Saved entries
* * * * * * *

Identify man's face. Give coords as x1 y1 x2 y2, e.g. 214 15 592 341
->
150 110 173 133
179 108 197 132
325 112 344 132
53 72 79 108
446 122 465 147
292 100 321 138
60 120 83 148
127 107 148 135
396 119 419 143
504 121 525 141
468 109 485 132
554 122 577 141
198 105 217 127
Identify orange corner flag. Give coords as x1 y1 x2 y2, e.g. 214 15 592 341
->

* * * * * * *

Task objective
Rewrite each line of the listing above as a numbered list, and skip any blank lines.

Problem solution
1. Identify man's face. Give coords as x1 y1 x2 y2, e.g. 214 15 592 341
2. ->
3. 150 110 173 133
4. 179 108 197 132
5. 325 112 344 132
6. 53 72 79 108
7. 446 122 465 147
8. 292 100 321 138
9. 60 120 83 148
10. 127 107 148 135
11. 396 119 419 143
12. 504 121 525 141
13. 468 109 485 132
14. 554 122 577 141
15. 198 105 217 127
16. Identify orange corner flag. Give coords as x1 y1 x2 y2, e.g. 214 15 592 341
17. ->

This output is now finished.